START RECORDS FOR THE EXERCISE
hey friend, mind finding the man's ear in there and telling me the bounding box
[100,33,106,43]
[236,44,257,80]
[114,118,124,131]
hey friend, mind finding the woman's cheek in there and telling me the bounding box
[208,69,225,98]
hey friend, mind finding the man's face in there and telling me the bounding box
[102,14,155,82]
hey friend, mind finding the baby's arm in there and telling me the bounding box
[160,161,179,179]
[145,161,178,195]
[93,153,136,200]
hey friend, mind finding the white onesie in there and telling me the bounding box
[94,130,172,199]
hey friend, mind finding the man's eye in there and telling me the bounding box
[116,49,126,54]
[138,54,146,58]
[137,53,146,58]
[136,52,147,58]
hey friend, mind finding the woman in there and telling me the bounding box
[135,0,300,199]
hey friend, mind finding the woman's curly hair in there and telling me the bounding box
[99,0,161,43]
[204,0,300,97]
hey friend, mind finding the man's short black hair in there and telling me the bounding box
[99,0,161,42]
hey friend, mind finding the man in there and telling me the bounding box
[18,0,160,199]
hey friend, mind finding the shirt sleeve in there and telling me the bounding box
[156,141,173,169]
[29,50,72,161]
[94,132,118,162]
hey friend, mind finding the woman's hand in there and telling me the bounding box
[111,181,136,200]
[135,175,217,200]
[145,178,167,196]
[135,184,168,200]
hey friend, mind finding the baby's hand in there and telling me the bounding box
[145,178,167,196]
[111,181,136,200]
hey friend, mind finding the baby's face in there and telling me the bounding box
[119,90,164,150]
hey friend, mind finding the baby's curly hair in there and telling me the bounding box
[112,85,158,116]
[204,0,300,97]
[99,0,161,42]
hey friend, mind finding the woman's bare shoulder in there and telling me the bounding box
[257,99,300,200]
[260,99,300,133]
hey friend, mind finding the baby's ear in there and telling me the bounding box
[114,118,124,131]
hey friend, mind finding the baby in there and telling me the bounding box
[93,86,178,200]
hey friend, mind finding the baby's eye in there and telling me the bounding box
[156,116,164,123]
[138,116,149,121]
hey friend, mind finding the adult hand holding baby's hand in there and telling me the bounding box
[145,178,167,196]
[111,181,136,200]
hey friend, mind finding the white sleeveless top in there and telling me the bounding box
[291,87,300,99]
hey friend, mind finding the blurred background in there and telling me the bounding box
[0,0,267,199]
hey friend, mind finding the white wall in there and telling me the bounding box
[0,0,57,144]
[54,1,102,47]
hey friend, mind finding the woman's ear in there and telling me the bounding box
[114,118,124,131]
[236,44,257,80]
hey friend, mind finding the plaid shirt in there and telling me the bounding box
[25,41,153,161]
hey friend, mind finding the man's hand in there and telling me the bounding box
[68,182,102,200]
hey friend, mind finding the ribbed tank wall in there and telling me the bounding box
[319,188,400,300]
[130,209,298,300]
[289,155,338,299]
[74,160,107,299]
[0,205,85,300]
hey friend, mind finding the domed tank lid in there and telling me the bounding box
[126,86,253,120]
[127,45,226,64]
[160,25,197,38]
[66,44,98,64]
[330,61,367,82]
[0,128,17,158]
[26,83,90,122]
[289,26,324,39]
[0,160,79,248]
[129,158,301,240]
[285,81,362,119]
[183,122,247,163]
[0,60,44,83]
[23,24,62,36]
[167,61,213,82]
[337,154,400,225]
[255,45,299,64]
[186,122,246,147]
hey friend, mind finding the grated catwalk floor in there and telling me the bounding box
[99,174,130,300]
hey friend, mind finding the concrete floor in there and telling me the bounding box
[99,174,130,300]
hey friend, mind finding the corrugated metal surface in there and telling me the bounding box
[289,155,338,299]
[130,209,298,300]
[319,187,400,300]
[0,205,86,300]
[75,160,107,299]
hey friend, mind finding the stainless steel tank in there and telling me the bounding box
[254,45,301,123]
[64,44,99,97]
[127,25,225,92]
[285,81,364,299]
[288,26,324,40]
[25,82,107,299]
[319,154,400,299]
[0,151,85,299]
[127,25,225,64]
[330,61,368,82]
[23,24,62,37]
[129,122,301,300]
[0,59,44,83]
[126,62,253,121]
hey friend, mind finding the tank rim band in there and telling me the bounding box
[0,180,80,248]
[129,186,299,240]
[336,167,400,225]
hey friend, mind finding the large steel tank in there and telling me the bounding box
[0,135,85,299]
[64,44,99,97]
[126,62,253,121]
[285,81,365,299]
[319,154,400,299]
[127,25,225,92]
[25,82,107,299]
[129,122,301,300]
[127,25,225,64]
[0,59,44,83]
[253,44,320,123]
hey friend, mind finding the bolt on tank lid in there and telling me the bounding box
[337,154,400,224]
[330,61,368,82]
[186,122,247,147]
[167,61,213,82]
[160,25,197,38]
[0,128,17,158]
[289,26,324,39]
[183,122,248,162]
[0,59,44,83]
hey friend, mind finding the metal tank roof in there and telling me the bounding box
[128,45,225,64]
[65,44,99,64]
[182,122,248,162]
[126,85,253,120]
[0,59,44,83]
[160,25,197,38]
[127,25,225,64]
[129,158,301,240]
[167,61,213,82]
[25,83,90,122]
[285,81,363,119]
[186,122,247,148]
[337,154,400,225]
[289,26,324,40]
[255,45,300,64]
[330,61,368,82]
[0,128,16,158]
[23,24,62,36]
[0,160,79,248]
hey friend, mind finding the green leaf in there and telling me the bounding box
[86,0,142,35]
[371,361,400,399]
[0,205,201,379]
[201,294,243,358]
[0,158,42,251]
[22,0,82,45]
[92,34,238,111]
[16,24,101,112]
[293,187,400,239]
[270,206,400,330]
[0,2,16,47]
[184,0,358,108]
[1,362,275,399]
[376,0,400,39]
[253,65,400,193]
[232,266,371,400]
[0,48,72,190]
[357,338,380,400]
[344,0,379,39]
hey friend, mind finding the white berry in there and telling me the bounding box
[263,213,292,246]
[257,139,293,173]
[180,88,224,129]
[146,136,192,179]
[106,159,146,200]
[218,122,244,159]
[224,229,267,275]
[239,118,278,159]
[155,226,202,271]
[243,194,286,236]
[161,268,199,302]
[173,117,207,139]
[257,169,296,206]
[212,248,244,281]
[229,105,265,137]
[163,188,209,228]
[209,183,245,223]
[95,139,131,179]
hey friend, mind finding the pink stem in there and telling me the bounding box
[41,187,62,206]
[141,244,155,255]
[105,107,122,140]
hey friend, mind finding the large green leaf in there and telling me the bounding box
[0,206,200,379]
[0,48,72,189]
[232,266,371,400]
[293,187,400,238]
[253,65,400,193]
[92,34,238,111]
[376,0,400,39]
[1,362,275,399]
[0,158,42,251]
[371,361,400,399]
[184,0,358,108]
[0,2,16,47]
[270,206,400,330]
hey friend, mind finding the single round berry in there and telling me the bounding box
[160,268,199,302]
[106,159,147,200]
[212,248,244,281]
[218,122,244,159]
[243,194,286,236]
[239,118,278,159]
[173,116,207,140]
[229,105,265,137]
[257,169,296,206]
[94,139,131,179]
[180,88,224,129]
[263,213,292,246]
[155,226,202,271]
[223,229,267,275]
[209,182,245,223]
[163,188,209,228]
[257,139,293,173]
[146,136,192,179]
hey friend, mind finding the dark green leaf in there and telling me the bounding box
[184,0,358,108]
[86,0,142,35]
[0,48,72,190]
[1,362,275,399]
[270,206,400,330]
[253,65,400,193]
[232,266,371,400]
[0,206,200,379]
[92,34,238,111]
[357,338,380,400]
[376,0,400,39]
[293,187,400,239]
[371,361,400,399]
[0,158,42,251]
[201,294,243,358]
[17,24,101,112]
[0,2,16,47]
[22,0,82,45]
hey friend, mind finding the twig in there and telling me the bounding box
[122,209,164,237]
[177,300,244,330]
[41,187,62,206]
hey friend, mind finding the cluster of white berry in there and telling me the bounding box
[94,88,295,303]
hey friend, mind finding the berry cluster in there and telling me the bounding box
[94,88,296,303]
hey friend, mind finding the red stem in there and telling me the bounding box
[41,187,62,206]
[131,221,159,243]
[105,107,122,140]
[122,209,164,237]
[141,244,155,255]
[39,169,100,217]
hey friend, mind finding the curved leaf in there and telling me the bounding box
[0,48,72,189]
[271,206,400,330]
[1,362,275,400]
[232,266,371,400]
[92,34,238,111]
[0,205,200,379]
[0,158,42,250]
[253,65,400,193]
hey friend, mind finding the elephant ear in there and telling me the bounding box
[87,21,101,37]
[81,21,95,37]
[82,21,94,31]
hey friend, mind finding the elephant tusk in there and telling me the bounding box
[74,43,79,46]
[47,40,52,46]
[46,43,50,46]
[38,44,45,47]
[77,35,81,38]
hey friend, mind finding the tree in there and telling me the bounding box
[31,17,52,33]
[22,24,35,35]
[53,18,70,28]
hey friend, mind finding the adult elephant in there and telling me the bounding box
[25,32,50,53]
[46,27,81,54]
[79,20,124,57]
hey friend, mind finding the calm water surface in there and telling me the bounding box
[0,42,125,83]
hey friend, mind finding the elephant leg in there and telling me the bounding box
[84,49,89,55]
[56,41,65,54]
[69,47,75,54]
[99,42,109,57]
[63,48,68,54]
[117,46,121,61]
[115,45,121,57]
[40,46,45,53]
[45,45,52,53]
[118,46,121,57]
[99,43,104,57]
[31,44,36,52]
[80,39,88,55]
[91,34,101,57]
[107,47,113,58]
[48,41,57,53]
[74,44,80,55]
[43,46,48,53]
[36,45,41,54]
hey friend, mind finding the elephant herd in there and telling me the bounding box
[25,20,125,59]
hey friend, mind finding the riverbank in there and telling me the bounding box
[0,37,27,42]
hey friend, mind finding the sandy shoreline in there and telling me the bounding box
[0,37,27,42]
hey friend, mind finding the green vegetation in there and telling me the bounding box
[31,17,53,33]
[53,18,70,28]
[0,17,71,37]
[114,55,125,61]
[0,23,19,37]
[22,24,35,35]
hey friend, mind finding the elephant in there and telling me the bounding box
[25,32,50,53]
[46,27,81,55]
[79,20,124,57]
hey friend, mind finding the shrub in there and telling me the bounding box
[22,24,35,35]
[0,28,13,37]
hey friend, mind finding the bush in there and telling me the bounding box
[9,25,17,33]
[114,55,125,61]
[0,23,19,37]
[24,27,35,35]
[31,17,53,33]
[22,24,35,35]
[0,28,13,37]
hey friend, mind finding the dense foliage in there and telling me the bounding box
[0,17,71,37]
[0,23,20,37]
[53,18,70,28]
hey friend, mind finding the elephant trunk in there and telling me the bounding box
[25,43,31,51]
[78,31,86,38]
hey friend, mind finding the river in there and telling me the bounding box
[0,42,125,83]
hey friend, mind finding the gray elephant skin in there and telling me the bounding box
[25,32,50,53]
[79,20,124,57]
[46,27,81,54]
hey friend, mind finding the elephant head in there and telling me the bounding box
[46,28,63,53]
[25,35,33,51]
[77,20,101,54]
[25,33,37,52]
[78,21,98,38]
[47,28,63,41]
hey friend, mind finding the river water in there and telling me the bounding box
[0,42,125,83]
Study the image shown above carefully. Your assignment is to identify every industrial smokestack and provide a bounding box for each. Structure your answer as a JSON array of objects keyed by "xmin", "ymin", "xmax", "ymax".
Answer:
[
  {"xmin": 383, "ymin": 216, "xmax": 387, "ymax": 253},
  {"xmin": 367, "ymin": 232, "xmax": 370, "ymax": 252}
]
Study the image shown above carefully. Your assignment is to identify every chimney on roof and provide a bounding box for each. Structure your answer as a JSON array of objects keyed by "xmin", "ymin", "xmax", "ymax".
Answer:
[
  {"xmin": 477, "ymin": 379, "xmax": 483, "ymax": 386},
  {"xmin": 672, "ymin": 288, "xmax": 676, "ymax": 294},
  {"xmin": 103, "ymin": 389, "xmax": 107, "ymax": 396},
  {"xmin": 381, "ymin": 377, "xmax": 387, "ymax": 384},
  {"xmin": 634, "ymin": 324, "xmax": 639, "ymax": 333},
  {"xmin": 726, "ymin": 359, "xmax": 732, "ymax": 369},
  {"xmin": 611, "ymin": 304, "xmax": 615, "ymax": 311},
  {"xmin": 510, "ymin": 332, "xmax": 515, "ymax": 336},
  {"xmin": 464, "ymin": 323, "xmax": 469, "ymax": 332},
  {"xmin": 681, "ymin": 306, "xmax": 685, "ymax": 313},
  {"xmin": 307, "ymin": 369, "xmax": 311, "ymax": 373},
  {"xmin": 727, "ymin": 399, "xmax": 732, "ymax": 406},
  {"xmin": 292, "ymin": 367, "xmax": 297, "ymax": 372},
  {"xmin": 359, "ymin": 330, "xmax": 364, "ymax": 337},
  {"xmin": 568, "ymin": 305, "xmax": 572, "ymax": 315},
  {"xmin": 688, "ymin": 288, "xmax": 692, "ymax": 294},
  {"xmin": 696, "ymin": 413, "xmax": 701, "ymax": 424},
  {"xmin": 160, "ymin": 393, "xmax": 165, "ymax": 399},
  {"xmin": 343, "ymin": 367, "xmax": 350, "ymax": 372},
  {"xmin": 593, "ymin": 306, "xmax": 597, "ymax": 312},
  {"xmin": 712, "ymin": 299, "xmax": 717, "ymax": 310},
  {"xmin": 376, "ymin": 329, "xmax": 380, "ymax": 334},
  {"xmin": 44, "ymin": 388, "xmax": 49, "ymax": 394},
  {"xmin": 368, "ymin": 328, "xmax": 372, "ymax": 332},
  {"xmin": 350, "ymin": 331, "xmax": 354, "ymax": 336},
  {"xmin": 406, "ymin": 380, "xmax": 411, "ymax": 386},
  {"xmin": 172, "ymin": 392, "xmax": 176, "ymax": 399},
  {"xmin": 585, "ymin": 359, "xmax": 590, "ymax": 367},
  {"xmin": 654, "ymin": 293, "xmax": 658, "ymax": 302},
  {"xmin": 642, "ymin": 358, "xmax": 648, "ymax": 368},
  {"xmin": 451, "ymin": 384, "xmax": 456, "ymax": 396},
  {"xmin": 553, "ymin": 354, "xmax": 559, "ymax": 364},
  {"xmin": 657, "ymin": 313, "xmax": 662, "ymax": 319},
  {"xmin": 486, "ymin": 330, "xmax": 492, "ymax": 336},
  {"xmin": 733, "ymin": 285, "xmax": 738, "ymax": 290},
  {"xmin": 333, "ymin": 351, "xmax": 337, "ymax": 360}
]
END RECORDS FOR THE EXERCISE
Nothing should appear in the answer except the lines above from the line with "hey friend, mind finding the gray" through the line with "identify every chimney", both included, written out exactly.

hey friend, mind finding the gray elephant skin in there and telling me the bounding box
[25,32,50,53]
[79,20,124,57]
[46,27,81,54]
hey friend, mind finding the elephant head in there and telling me the bounding box
[46,28,63,53]
[25,35,33,51]
[77,20,101,54]
[25,33,37,52]
[78,21,98,38]
[47,28,63,41]
hey friend, mind finding the river water in there and telling me the bounding box
[0,42,125,83]
Study the image shown above carefully. Your assignment is to identify every industrial smokestack and provide a bounding box for each. Structure your answer as a JSON array of objects keyed by "xmin", "ymin", "xmax", "ymax".
Answer:
[
  {"xmin": 383, "ymin": 216, "xmax": 387, "ymax": 253},
  {"xmin": 367, "ymin": 232, "xmax": 370, "ymax": 252}
]
Study the image shown above carefully. Your assignment is to identify every chimney on roof and provide a bounding box for each. Structure your answer as a JSON array of objects keyed by "xmin", "ymin", "xmax", "ymax".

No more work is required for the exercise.